··· Material provided

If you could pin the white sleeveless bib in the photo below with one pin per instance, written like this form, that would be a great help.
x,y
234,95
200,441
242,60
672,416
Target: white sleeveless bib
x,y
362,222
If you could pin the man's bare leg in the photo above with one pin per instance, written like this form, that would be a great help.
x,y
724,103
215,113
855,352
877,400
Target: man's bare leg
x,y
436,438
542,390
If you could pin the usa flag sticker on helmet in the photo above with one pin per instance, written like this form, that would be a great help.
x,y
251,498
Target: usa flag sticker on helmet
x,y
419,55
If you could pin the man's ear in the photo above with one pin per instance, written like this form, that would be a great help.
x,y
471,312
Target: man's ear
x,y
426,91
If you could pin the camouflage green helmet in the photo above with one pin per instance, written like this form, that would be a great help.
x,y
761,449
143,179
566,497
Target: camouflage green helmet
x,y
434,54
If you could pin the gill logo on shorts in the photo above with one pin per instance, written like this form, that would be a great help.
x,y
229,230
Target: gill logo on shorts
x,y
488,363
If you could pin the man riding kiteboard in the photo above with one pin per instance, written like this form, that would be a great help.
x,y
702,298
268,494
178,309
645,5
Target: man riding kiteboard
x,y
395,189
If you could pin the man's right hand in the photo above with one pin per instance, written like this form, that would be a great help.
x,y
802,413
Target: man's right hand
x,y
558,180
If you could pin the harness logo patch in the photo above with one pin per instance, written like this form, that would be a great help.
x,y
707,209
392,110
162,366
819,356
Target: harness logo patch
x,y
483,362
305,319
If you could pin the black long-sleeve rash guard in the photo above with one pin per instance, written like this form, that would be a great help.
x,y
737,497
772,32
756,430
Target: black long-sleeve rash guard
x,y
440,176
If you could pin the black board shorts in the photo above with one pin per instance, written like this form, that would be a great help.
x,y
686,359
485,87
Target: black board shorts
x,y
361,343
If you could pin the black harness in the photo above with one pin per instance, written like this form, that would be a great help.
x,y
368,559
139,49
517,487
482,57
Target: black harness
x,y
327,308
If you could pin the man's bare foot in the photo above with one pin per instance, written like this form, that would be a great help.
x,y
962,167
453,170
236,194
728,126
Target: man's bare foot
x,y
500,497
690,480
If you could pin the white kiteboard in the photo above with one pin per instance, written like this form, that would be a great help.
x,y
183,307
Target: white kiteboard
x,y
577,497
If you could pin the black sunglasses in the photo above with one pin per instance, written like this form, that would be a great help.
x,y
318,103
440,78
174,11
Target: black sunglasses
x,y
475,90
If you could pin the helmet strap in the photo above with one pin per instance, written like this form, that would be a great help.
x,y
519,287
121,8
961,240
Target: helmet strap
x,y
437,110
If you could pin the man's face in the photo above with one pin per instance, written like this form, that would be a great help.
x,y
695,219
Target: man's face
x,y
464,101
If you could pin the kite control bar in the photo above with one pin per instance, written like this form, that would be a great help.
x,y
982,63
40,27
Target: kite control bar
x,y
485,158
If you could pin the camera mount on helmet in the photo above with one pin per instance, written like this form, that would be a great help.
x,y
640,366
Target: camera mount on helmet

······

Goal of the exercise: Copy out the stretch from the line containing "If you could pin the camera" through the end of the records, keeping every character unchanged.

Answer to the task:
If you could pin the camera mount on helmet in the photo above with one pin per instance, written like this form, that would be a great help.
x,y
640,366
Target: camera mount on helmet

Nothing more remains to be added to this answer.